* Task directions *
Can you substitute "dot" for every "marker" in the listing below and write all its lines out again with nothing else changed? Omit the pictures from your reply.

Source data
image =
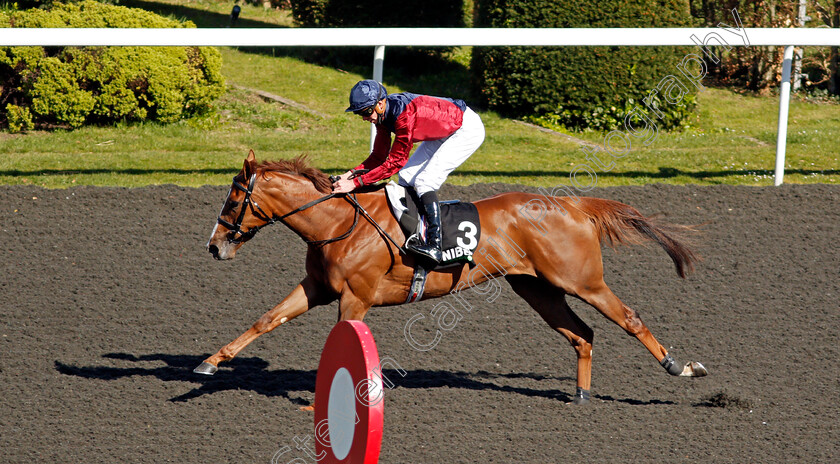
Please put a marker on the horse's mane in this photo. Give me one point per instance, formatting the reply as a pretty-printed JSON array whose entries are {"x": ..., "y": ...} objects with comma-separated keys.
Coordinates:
[{"x": 299, "y": 166}]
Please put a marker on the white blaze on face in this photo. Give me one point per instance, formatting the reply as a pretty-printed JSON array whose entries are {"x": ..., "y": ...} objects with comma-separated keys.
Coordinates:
[{"x": 216, "y": 227}]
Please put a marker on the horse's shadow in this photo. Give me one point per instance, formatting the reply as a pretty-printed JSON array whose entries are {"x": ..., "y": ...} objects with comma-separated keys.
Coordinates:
[{"x": 253, "y": 374}]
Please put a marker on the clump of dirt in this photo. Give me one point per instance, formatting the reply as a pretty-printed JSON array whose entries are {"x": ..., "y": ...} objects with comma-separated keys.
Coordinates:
[{"x": 724, "y": 400}]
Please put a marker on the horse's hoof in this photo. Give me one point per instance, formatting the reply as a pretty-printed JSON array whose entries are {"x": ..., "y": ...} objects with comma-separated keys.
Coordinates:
[
  {"x": 206, "y": 368},
  {"x": 581, "y": 396},
  {"x": 694, "y": 369}
]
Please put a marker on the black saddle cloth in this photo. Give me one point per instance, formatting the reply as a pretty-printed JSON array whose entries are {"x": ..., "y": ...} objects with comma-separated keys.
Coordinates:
[{"x": 461, "y": 228}]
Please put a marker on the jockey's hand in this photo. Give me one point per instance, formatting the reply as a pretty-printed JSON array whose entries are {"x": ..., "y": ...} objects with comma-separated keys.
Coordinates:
[{"x": 344, "y": 186}]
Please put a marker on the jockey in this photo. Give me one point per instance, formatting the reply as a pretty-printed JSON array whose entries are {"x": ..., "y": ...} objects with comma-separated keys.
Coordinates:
[{"x": 449, "y": 131}]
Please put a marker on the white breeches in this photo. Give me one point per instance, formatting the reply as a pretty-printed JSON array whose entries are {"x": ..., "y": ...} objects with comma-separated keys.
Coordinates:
[{"x": 431, "y": 163}]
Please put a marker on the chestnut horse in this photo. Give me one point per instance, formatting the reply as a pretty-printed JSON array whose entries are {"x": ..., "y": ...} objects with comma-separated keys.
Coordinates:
[{"x": 545, "y": 247}]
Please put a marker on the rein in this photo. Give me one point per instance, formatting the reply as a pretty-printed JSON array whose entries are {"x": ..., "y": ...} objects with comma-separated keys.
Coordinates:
[{"x": 236, "y": 235}]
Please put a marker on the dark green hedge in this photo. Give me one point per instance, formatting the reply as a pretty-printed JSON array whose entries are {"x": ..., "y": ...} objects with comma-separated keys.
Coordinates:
[
  {"x": 577, "y": 87},
  {"x": 72, "y": 86},
  {"x": 378, "y": 13}
]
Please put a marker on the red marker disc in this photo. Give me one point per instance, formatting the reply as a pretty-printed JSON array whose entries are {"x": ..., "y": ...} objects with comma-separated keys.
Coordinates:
[{"x": 349, "y": 406}]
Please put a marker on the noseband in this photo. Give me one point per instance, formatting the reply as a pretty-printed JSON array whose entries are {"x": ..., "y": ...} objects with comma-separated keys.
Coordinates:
[{"x": 235, "y": 235}]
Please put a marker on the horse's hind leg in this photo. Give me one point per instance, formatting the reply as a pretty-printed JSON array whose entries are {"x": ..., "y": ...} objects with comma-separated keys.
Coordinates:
[
  {"x": 603, "y": 299},
  {"x": 550, "y": 303}
]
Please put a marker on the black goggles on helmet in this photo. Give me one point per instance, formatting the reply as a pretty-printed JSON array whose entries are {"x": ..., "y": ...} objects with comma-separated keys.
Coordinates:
[{"x": 365, "y": 112}]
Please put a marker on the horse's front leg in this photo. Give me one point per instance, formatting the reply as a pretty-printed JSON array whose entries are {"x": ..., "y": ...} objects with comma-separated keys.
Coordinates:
[{"x": 304, "y": 297}]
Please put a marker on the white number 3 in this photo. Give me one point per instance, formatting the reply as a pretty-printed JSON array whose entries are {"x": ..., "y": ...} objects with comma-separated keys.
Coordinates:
[{"x": 469, "y": 230}]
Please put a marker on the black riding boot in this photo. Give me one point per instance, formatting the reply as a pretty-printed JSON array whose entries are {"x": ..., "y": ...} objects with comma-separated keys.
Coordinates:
[{"x": 430, "y": 249}]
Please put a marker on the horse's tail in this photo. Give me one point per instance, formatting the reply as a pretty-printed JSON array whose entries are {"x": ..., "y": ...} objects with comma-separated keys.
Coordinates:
[{"x": 618, "y": 223}]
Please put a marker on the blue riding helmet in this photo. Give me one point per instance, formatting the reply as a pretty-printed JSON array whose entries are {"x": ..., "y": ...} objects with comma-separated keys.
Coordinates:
[{"x": 365, "y": 94}]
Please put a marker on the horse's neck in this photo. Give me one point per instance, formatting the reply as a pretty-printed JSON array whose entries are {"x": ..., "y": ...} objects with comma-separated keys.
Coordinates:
[{"x": 319, "y": 222}]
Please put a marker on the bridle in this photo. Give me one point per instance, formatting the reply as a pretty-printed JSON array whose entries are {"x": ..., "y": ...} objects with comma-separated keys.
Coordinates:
[{"x": 236, "y": 235}]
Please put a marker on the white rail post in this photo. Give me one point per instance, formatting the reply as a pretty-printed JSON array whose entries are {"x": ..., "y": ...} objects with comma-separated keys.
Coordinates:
[
  {"x": 378, "y": 63},
  {"x": 784, "y": 104}
]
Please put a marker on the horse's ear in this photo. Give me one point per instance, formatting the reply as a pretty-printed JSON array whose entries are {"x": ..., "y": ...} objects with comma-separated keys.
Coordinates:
[{"x": 250, "y": 164}]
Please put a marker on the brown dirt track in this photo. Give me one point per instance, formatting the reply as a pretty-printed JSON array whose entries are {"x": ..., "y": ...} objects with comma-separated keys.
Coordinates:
[{"x": 110, "y": 300}]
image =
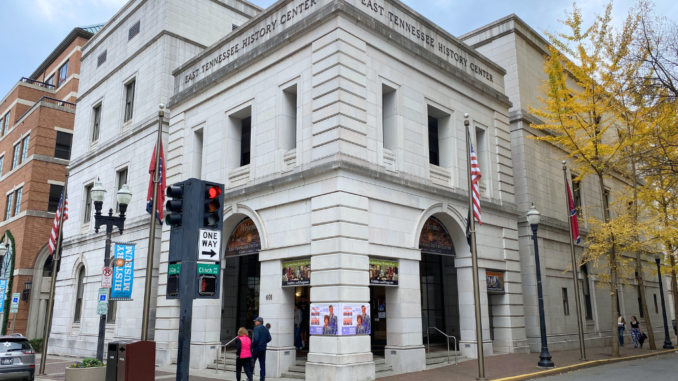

* Complete output *
image =
Please put a dot on the horse's mane in this photo. Give me one point per instance, formatting the reply as a pretty-printed JSON array whose entries are {"x": ..., "y": ...} objects with comma-separated keys.
Coordinates:
[{"x": 299, "y": 166}]
Please put a dot on the white blaze on face in this photo. Give me one point per instance, formatting the reply as a pretty-printed JSON array whose entries are {"x": ..., "y": ...} objects with comma-separated keys.
Coordinates:
[{"x": 216, "y": 227}]
Please put a dot on the horse's shadow in this photo. Give me one point per instance, formatting the reply as a pretty-printed JSON array whose entries are {"x": ..., "y": ...} objects with comma-separated keys.
Coordinates:
[{"x": 253, "y": 374}]
Please put a dot on the clump of dirt in this photo. Give me one point per instance, formatting the reply as a pretty-printed JSON array whose entries are {"x": ..., "y": ...} objects with comma-separated keys.
Coordinates:
[{"x": 724, "y": 400}]
Please put a dot on the horse's hoof in this photo. Give me one point per instance, formatting the reply as a pretty-printed JSON array whose entries are {"x": ..., "y": ...} objects with comma-separated keys.
Coordinates:
[
  {"x": 206, "y": 368},
  {"x": 581, "y": 396},
  {"x": 694, "y": 369}
]
Please put a dot on the black saddle cloth in this photo. Give me one point per instance, formatting the reply as a pretty-printed JSON array whose entries are {"x": ..., "y": ...} objects with comma-separated keys.
Coordinates:
[{"x": 461, "y": 228}]
Please put a dot on the jockey's hand in this photo. Give me one point per instance, formatting the reply as a pretty-printed JSON array whose entries are {"x": ..., "y": ...} objects with comma-separated keys.
Coordinates:
[{"x": 344, "y": 186}]
Please put a dot on the jockey in this photo. Give me one point per instance, formatting the reply as a pretty-printed JSON array whose entries are {"x": ..., "y": ...} objects with comma-separated keys.
Coordinates:
[{"x": 449, "y": 131}]
Please put a dot on the white breeches in this photo. Give me one point per instance, formatting the reply as a pretty-printed JSON array whose entries are {"x": ..., "y": ...} objects with comma-separated keys.
Coordinates:
[{"x": 431, "y": 163}]
Please put a dot on the chestnut horse in this photo. Give me one point per instance, formatting the reply as a pretty-printed JSON array whose entries are {"x": ..., "y": ...} objects with comma-separated keys.
Coordinates:
[{"x": 545, "y": 247}]
Please put a dot on the rein in this photo. Give me one point per instance, formatting the reply as a pretty-printed JSON array whose entries are {"x": ..., "y": ...} objects with comma-separated keys.
Coordinates:
[{"x": 236, "y": 235}]
Please put a dot on the dark green hedge in this photo. Give me one point per instance, formatting the reply as a pretty-printed JSON array whose entries are {"x": ..., "y": ...} objects with comma-separated keys.
Coordinates:
[
  {"x": 577, "y": 87},
  {"x": 72, "y": 86},
  {"x": 378, "y": 13}
]
Please put a dot on the red dot disc in this photo. Give me one point per instance, formatting the reply as a pretty-printed JSON array whose entries are {"x": ..., "y": ...} objects with comma-separated keys.
Coordinates:
[{"x": 349, "y": 406}]
Please put a dot on the noseband in this photo. Give me one point per instance, formatting the reply as a pretty-printed JSON array whose entries are {"x": ..., "y": ...} objects with comma-separated keys.
Coordinates:
[{"x": 235, "y": 235}]
Please put a dot on the horse's hind leg in this photo. Give me one point per instance, formatting the reply as a pretty-printed JSON array whose entries are {"x": ..., "y": ...} objects with comma-separated keys.
Coordinates:
[
  {"x": 603, "y": 299},
  {"x": 550, "y": 303}
]
Please put a dot on the black goggles on helmet in this photo. Give me one point per instance, formatting the reply as a pretty-printed JSON array whose entries are {"x": ..., "y": ...} objects with comma-separated keys.
Coordinates:
[{"x": 365, "y": 112}]
Please put a dot on the horse's front leg in this photo. Give me one point per instance, formatting the reply as a pretty-printed JSON array whose entries are {"x": ..., "y": ...} objects with comma-separated keys.
Coordinates:
[{"x": 304, "y": 297}]
Please put a dot on the white number 3 in this photo. Give me one point per instance, formatting the reply as a pretty-printed JSON array whose entries are {"x": ..., "y": ...} objects with comma-separated keys.
Coordinates:
[{"x": 469, "y": 230}]
Please put a dot on the black riding boot in this photo. Give me one point per instance, formatting the reply as a pretty-printed JSON array whose entries are {"x": ..., "y": ...} objects with comma-separated keys.
Coordinates:
[{"x": 430, "y": 249}]
Please put a dot on the horse's tail in this photo. Give me one point per instance, formatting the reply as a pretty-printed JSON array whose entries are {"x": ..., "y": ...} objects with comma-separated keys.
Coordinates:
[{"x": 618, "y": 223}]
Please put a dot on the blue riding helmet in this photo. Give me one point per instance, formatting the reply as a pretty-printed JSON array whose entries are {"x": ..., "y": ...} objects with comma-separated keys.
Coordinates:
[{"x": 365, "y": 94}]
Please put a dot on the horse's neck in this photo. Give me one point per instance, formatting the reply as a pretty-printed JSON array whose entries are {"x": ..., "y": ...} objects with comma-separated keys.
Coordinates:
[{"x": 319, "y": 222}]
Please put a dot on the bridle in this photo. Give me one point per instance, formatting the reply as a pretty-printed JSON array whose entries are {"x": ..., "y": ...} objects with comma-separated keys.
Coordinates:
[{"x": 236, "y": 235}]
Please put a dot on the white rail post in this photo. Give me one point per instance, formatting the reply as a pretty-printed JSON array whose entries are {"x": ..., "y": ...} objects with comma-separated keys.
Coordinates:
[
  {"x": 378, "y": 63},
  {"x": 784, "y": 104}
]
Please put a dot on the horse's ear in this photo. Give me one point per instance, formatting the reply as a pretty-printed JSON array whose entries are {"x": ..., "y": ...} objects with comma-separated keys.
Coordinates:
[{"x": 250, "y": 164}]
Please put a dot on the brown dirt track in this photo. Give me one point per instance, formatting the reply as a pretty-printed JSON array whose entries are {"x": ..., "y": ...} objects with comma-separated keys.
Coordinates:
[{"x": 110, "y": 300}]
image =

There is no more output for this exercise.